> **What the exercise asks**
Copy out the full data exactly as given; pictures should not be included.

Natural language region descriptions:
>>>
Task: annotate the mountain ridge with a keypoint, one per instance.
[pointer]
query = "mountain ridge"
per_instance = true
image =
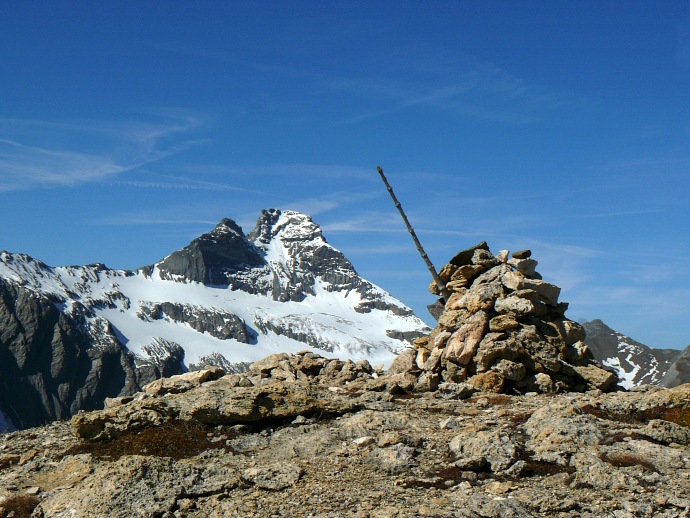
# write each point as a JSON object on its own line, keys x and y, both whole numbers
{"x": 226, "y": 299}
{"x": 635, "y": 362}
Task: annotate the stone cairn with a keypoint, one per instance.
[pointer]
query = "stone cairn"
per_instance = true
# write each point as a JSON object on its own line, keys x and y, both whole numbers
{"x": 502, "y": 330}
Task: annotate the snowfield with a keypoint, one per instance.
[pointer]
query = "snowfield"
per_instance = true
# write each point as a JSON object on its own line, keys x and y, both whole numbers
{"x": 341, "y": 316}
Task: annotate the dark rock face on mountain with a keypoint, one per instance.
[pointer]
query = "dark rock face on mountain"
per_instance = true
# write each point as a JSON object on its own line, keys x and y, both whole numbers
{"x": 53, "y": 364}
{"x": 72, "y": 336}
{"x": 216, "y": 323}
{"x": 211, "y": 258}
{"x": 635, "y": 363}
{"x": 679, "y": 371}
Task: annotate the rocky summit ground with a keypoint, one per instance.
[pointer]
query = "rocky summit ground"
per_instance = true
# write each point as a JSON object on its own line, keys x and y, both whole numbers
{"x": 302, "y": 435}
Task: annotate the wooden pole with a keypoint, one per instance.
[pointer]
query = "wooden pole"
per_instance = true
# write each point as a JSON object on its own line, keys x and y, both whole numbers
{"x": 441, "y": 285}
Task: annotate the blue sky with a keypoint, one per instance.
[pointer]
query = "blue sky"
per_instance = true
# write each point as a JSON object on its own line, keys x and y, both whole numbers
{"x": 129, "y": 128}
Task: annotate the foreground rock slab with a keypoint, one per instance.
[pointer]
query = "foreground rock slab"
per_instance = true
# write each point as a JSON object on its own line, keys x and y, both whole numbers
{"x": 325, "y": 447}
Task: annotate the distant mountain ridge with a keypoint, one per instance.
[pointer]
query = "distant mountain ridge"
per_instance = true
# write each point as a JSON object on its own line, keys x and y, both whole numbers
{"x": 635, "y": 363}
{"x": 72, "y": 336}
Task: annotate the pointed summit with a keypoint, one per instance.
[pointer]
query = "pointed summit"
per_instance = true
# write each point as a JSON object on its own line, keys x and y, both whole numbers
{"x": 210, "y": 257}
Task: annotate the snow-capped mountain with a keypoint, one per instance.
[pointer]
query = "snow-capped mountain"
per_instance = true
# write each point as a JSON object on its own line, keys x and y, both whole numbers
{"x": 635, "y": 363}
{"x": 78, "y": 334}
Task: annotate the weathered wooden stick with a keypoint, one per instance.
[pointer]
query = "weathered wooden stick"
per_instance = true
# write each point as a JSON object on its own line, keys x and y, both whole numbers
{"x": 445, "y": 293}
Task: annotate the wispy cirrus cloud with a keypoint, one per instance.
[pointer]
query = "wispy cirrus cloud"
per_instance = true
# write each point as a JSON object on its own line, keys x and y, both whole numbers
{"x": 467, "y": 87}
{"x": 41, "y": 154}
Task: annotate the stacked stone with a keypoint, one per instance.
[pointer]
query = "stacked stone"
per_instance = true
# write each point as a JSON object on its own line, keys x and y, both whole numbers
{"x": 502, "y": 330}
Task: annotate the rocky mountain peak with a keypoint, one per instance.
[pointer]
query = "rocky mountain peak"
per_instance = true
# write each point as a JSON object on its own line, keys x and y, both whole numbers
{"x": 264, "y": 225}
{"x": 209, "y": 258}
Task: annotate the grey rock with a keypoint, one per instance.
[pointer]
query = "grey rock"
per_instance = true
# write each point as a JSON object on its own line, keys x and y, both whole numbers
{"x": 274, "y": 477}
{"x": 475, "y": 449}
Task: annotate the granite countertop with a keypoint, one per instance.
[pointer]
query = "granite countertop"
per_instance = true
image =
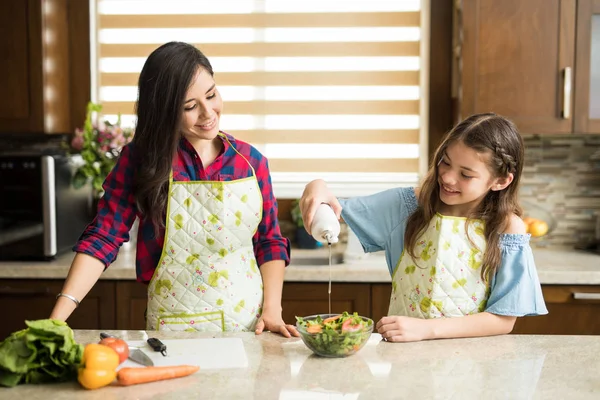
<<<
> **Answer area**
Task: annotate the mountain ridge with a keypoint, one per instance.
[pointer]
query = "mountain ridge"
per_instance = true
image =
# write each point as a JSON object on its own line, keys x and y, both whole numbers
{"x": 226, "y": 299}
{"x": 635, "y": 362}
Task: annotate the stone cairn with a keypoint, one per instance.
[pointer]
query = "stone cairn"
per_instance = true
# write each point as a JSON object on its own line, keys x and y, both whole numbers
{"x": 502, "y": 330}
Task: annotate the snowfield with a keypoint, one per instance.
[pointer]
query = "snowfield"
per_instance = true
# write each point as a JSON object on its own line, keys x and y, both whole numbers
{"x": 341, "y": 316}
Task: annotate the dark rock face on mountain with a keypoint, one per instance.
[pointer]
query = "dark rock face on mountain"
per_instance = true
# write each point as a JSON object on its own line, keys x and y, both whole numbers
{"x": 53, "y": 364}
{"x": 72, "y": 336}
{"x": 216, "y": 323}
{"x": 211, "y": 258}
{"x": 635, "y": 363}
{"x": 679, "y": 371}
Task: annotate the rocky summit ground with a keypoint, one per instance.
[pointer]
query = "rocky summit ground"
per_instance = true
# write each point as a JSON object on its own line, keys x and y, both whole numbers
{"x": 302, "y": 435}
Task: annotate the wooden pole with a keypoint, one per instance.
[pointer]
query = "wooden pole"
per_instance = true
# write each point as a JSON object on its own line, keys x and y, both whole numbers
{"x": 441, "y": 285}
Task: annotate the blue sky with a keypoint, one per instance.
[pointer]
query = "blue sky"
per_instance = true
# write each point as a JSON object on its own line, keys x and y, both whole numbers
{"x": 129, "y": 128}
Task: annotate the foreground rock slab with a keypoint, one per instance.
[pointer]
query = "foreground rock slab"
per_instance = true
# write each point as a JSON object on its own line, keys x and y, both whole numbers
{"x": 325, "y": 447}
Task: annotate the distant mountain ridge with a keypoint, one per instance.
[pointer]
query = "distant mountain ridge"
per_instance = true
# write each point as a JSON object on its own line, keys x and y, both whole numbers
{"x": 635, "y": 363}
{"x": 72, "y": 336}
Task: annotate the pointed summit with a keypoint, one per instance.
[pointer]
query = "pointed summit"
per_instance = true
# write each point as a JSON object on its own line, keys x and y, both whole numbers
{"x": 210, "y": 257}
Task: annotate the snow-capped mountain with a keypoint, one per instance.
[pointer]
query = "snow-capped mountain"
per_instance = true
# write each point as a JSON object on its own line, keys x and y, both whole numbers
{"x": 635, "y": 363}
{"x": 78, "y": 334}
Task: annotate the weathered wooden stick with a keypoint, one per instance.
[pointer]
query = "weathered wooden stick"
per_instance = true
# write each point as a JSON object on its own line, keys x and y, both whole numbers
{"x": 445, "y": 293}
Task: annotate the wispy cirrus cloud with a keypoint, one per instance.
[pointer]
query = "wispy cirrus cloud"
per_instance = true
# write each point as a JSON object on its own line, keys x and y, both whole numbers
{"x": 467, "y": 87}
{"x": 41, "y": 154}
Task: annotate the stacked stone with a keypoint, one per instance.
[pointer]
query = "stacked stone"
per_instance = true
# write each point as a JSON object on its own line, keys x and y, both whole numbers
{"x": 502, "y": 330}
Task: annotate the rocky mountain peak with a keypoint, one per instance.
[pointer]
query = "rocky mountain peak"
per_instance = true
# write each point as a JSON object on its own line, keys x and y, both whole numbers
{"x": 264, "y": 225}
{"x": 209, "y": 258}
Task: annotate the grey rock with a keypoint, one per instance.
[pointer]
query = "grey rock"
per_instance = true
# write each point as a JSON object on its own line, keys x and y, both whole numbers
{"x": 274, "y": 477}
{"x": 475, "y": 449}
Task: annotate the granite countertop with a keypoint, one per instance.
[pointer]
query = "granite countertop"
per_instance = true
image =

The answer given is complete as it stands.